INPUT MATERIAL
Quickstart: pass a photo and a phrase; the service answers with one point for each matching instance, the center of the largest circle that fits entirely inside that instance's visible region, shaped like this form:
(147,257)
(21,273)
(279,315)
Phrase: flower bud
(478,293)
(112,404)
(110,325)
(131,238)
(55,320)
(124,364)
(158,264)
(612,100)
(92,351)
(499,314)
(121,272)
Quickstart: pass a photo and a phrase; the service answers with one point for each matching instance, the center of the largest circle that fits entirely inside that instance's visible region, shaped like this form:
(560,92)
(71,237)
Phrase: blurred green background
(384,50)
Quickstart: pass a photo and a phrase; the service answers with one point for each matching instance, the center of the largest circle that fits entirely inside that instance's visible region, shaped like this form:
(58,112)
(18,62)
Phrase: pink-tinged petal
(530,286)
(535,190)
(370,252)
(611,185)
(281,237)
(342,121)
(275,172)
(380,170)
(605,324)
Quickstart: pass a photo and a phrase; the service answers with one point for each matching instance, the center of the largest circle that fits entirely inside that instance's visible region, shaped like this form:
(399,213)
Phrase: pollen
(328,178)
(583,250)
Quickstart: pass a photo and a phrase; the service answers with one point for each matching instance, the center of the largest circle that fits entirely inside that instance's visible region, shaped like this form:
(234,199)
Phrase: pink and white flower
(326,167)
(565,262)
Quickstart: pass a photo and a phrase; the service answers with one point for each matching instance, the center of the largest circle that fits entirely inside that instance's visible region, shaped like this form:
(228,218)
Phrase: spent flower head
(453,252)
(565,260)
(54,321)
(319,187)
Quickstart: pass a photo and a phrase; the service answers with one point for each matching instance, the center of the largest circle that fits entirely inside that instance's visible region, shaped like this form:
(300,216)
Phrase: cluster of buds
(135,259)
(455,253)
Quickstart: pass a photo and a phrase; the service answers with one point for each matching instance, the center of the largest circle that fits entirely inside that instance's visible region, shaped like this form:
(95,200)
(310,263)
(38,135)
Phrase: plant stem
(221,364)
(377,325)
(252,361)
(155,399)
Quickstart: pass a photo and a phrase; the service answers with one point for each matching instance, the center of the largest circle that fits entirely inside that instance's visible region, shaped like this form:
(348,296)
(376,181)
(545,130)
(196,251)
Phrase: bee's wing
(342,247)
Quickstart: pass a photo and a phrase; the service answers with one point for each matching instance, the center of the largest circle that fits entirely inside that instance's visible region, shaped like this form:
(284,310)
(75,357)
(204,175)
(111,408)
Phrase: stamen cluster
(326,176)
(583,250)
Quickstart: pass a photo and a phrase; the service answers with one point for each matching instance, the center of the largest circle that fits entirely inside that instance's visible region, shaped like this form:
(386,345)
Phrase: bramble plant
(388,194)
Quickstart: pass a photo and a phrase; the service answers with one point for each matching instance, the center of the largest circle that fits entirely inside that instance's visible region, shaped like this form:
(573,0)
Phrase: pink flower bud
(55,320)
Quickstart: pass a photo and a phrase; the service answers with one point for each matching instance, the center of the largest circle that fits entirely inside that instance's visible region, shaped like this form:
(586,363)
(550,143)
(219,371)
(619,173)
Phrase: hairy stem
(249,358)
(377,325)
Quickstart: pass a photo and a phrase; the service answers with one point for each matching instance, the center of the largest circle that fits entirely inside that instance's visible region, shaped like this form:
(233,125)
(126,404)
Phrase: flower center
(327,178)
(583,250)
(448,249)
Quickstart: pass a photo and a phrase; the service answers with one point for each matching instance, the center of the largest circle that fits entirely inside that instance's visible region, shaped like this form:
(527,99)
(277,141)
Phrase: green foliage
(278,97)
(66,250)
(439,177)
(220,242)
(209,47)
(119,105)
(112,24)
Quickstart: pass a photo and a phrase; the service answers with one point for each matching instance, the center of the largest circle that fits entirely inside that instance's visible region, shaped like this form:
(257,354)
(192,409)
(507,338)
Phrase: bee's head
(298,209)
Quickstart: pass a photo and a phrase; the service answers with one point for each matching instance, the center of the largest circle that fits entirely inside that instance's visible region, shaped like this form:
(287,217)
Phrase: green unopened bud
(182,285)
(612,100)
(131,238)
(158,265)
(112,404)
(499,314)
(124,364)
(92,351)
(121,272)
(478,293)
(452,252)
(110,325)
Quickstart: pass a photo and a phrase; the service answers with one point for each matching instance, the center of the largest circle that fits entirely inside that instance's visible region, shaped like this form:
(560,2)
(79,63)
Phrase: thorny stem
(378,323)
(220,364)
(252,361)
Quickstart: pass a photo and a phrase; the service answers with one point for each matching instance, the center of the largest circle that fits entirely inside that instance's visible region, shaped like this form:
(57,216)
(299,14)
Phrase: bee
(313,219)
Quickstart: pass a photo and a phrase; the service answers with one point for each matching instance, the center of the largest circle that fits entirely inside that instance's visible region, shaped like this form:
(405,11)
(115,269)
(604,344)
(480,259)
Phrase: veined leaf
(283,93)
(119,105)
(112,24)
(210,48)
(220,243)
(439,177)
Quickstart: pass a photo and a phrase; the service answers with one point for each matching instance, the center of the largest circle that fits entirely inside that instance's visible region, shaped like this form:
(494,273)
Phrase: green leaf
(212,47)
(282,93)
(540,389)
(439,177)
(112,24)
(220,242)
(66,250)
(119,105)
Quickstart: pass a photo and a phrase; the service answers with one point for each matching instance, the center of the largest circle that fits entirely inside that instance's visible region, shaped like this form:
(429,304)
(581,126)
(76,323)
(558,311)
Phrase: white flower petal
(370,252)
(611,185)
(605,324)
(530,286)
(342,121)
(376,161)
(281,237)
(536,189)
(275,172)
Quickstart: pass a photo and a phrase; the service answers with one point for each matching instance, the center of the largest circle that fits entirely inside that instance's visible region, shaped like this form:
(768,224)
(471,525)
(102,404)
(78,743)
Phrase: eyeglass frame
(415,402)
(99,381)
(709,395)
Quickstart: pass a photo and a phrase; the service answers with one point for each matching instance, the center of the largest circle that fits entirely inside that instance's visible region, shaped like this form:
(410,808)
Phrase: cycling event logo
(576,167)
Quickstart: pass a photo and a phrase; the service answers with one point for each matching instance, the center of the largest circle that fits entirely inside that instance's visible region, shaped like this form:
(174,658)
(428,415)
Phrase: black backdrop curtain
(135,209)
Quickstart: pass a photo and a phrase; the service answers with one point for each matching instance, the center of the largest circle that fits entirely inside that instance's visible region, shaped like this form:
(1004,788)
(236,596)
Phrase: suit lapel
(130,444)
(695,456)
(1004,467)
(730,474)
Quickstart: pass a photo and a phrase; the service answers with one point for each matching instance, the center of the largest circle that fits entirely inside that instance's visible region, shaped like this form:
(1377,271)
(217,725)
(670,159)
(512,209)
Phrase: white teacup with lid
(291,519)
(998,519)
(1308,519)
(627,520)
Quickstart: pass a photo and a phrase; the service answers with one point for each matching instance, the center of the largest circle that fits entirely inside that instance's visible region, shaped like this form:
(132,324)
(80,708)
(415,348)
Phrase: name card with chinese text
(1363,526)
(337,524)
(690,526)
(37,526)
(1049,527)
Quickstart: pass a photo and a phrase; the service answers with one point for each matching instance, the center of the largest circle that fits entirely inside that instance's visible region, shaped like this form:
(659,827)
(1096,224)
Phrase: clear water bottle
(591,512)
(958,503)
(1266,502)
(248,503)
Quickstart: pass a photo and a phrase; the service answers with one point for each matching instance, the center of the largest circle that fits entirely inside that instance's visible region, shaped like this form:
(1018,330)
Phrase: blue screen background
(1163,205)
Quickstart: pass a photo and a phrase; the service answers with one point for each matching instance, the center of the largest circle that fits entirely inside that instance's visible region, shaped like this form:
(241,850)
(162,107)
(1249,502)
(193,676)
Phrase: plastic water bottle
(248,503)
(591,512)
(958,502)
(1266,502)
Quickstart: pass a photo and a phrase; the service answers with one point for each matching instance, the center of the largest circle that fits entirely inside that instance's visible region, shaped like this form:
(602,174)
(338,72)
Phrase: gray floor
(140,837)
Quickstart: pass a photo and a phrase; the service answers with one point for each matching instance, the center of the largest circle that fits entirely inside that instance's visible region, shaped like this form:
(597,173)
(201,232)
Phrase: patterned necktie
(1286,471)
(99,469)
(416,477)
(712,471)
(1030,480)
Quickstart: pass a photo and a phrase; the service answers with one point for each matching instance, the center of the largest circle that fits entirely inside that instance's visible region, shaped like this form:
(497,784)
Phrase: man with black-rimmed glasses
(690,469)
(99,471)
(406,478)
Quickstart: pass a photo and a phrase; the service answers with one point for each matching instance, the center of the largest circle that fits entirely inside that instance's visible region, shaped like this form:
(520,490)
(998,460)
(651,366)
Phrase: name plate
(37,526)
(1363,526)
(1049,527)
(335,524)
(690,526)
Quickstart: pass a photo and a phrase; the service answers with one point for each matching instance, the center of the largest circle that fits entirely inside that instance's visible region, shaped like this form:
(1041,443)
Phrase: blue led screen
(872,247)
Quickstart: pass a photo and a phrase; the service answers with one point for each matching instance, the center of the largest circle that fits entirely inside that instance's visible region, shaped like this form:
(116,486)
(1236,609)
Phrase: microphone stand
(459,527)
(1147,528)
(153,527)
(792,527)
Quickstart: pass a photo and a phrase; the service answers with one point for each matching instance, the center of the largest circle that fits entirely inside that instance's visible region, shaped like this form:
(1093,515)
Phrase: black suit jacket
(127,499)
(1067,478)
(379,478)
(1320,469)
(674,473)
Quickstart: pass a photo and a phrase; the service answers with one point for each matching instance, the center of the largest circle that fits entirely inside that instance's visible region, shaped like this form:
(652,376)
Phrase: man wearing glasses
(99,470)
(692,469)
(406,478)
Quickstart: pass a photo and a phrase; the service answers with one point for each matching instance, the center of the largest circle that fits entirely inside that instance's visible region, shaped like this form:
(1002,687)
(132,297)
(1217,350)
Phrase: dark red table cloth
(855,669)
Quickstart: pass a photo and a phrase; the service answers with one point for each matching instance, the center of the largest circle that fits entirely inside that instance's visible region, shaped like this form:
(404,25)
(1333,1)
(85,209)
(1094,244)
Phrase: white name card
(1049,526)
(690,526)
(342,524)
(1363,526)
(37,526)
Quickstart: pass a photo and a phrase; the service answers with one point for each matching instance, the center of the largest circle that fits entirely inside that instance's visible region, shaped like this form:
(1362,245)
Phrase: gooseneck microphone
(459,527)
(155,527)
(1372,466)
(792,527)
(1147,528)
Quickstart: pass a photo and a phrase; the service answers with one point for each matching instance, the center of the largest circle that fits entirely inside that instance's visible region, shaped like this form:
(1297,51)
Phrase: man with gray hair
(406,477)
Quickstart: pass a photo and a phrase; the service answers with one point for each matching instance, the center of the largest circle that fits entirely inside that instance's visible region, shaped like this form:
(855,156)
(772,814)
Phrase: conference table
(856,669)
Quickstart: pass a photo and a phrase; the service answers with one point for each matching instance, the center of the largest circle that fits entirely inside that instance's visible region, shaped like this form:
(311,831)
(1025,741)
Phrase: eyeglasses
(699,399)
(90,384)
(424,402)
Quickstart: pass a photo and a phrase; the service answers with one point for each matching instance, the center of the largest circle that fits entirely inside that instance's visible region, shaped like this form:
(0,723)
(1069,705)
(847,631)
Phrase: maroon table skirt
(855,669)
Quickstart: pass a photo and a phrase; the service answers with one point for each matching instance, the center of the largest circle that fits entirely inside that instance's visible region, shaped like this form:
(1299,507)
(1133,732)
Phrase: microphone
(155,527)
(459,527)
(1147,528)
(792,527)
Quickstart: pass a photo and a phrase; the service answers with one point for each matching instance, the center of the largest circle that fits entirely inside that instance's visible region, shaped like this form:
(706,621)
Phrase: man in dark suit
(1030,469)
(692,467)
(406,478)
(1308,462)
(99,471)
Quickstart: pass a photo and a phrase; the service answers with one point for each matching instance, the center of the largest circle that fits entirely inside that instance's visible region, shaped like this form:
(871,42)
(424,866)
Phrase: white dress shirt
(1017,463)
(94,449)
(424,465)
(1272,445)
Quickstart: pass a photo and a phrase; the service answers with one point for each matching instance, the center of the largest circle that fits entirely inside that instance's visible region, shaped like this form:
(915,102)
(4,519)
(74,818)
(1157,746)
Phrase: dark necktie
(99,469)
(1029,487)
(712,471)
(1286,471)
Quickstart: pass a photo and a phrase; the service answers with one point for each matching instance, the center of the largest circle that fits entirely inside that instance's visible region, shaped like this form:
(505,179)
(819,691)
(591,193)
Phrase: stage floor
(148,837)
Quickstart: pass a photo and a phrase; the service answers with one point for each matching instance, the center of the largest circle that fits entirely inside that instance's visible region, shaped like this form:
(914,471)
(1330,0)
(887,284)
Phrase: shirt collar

WORK INSTRUCTIONS
All lines from the one containing "Phrase: stage floor" to the last line of the material above must be copied exactly, and only those.

ANSWER FOR THIS EXERCISE
Phrase: stage floor
(148,837)
Quickstart: pass a photo and a phrase; the service answers with one point for each matching instance, the center of the largest circle that fits entirely inside that instance's visible region, shaped like this form:
(914,471)
(1330,0)
(887,284)
Phrase: shirt collar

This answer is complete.